Point-based annotation data:
◇ ◇ ◇

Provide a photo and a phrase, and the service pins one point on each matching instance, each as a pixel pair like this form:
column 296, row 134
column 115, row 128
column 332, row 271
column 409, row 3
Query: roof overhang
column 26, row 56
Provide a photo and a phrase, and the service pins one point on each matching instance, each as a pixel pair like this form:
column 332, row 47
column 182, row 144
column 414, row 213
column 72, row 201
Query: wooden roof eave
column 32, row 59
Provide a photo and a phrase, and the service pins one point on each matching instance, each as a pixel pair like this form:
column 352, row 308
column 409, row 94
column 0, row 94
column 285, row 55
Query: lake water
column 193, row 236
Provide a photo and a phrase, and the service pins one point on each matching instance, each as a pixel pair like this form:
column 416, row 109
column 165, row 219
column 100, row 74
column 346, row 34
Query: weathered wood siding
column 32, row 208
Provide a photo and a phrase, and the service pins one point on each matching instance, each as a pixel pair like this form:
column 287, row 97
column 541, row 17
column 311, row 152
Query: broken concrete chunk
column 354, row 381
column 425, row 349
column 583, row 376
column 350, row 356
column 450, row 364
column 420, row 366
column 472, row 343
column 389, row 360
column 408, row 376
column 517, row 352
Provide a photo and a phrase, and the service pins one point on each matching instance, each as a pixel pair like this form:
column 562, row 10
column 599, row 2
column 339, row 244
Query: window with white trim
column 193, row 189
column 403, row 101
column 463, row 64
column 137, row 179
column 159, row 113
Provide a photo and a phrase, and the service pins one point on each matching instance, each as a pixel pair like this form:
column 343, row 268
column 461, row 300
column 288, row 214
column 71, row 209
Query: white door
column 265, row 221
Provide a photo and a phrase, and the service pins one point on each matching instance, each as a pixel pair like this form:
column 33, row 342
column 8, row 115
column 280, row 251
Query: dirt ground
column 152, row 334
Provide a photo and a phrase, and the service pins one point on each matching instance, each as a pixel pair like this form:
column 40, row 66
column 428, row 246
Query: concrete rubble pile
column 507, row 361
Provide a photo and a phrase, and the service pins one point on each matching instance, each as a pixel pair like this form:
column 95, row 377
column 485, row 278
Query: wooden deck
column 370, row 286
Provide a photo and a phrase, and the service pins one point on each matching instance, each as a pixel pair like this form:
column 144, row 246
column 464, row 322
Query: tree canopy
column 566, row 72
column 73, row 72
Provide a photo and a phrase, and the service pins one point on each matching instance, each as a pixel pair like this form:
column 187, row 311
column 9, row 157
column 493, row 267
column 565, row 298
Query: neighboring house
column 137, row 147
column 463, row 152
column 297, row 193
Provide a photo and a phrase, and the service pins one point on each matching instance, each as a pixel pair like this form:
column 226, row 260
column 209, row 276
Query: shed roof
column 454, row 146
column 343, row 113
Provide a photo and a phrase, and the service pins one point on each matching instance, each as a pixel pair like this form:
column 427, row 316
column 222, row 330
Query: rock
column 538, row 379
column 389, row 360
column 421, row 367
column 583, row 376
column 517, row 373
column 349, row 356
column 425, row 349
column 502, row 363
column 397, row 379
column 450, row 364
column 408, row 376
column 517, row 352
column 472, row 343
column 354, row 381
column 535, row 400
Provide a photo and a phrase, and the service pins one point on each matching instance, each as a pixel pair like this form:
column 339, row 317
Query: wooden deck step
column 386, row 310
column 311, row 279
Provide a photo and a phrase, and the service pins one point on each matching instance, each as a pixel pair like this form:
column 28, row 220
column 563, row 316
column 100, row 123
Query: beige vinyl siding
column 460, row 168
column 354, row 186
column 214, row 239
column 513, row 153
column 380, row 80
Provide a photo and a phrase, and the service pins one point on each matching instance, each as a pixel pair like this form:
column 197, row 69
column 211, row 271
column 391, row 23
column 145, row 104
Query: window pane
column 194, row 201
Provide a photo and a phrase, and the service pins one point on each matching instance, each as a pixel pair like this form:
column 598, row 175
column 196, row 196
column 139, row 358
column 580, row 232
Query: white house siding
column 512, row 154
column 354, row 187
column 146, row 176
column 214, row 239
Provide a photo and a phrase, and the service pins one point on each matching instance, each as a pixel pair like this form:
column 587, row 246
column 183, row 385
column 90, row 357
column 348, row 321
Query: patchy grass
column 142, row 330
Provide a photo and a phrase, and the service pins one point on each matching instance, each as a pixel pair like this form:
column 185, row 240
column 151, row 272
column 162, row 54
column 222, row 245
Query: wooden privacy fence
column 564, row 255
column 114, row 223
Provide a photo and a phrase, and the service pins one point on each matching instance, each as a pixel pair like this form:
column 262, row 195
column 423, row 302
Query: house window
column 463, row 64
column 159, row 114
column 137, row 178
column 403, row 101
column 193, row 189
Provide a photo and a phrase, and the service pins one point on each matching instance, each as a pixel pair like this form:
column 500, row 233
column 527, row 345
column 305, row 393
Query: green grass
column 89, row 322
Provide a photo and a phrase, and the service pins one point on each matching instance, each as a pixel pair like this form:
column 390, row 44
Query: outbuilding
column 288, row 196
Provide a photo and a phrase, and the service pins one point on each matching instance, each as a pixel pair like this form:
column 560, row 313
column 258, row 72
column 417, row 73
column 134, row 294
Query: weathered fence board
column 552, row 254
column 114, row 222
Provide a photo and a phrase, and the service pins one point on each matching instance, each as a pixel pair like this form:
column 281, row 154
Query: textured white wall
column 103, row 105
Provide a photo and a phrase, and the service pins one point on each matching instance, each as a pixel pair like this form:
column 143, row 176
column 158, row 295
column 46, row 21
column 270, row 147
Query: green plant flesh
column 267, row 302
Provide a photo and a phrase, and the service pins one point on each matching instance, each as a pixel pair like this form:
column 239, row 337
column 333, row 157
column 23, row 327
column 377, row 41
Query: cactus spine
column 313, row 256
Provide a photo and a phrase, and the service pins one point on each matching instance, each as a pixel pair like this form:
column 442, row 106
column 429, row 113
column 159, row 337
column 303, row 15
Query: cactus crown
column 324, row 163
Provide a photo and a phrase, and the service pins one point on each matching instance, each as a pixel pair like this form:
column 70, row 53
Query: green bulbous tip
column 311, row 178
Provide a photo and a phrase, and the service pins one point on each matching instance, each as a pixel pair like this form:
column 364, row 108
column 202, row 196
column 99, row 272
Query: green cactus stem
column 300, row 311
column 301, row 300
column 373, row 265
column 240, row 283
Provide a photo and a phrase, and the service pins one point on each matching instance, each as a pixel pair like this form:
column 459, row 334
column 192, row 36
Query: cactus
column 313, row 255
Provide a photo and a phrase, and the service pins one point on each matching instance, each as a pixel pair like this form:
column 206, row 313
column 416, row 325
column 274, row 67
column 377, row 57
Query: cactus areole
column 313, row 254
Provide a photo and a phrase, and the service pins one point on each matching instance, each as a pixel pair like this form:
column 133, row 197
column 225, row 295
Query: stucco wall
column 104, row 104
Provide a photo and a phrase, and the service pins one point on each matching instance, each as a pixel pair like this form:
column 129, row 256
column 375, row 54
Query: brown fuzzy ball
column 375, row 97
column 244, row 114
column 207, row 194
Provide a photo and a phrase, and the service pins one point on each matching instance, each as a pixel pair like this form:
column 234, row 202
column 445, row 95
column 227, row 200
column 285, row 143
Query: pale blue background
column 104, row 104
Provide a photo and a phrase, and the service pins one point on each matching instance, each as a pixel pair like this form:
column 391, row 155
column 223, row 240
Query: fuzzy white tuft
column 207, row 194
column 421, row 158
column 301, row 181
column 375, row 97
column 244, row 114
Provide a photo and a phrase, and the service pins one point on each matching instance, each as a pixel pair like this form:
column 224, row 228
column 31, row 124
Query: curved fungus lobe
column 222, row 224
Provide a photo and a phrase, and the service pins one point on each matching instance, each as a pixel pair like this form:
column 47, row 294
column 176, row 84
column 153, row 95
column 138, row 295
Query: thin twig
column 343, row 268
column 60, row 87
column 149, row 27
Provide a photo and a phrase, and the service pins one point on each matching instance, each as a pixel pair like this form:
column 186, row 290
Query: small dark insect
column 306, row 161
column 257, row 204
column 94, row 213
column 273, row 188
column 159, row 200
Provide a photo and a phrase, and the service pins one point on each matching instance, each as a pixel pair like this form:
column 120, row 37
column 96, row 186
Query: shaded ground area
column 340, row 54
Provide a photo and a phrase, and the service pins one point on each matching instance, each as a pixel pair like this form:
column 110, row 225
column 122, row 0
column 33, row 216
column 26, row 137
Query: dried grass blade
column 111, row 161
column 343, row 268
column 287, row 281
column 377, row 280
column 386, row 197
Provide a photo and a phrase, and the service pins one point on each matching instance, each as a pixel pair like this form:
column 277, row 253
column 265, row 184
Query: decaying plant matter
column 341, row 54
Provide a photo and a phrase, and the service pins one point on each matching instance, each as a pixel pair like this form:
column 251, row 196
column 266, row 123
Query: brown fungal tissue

◇ ◇ ◇

> _What you need to do_
Write out the material again from its start through the line containing "column 32, row 208", including that line. Swap every "Query" for "Prompt" and leave everything else unchanged.

> _Answer to the problem_
Provide a photo and a phrase, and the service pins one point on each matching instance, each as a pixel pair like this form:
column 296, row 134
column 115, row 128
column 332, row 271
column 409, row 3
Prompt: roof overhang
column 26, row 56
Provide a photo and a phrase, and the service pins one point on each matching instance, each as a pixel pair like this form:
column 332, row 47
column 182, row 144
column 414, row 213
column 72, row 201
Prompt: wooden roof eave
column 32, row 59
Provide a photo and a phrase, and the service pins one point on each matching instance, each as a pixel pair like this form:
column 352, row 308
column 409, row 94
column 0, row 94
column 285, row 55
Prompt: lake water
column 193, row 236
Provide a photo and a phrase, and the service pins one point on each matching instance, each as a pixel pair like this form:
column 416, row 109
column 165, row 219
column 100, row 74
column 346, row 34
Prompt: weathered wood siding
column 32, row 208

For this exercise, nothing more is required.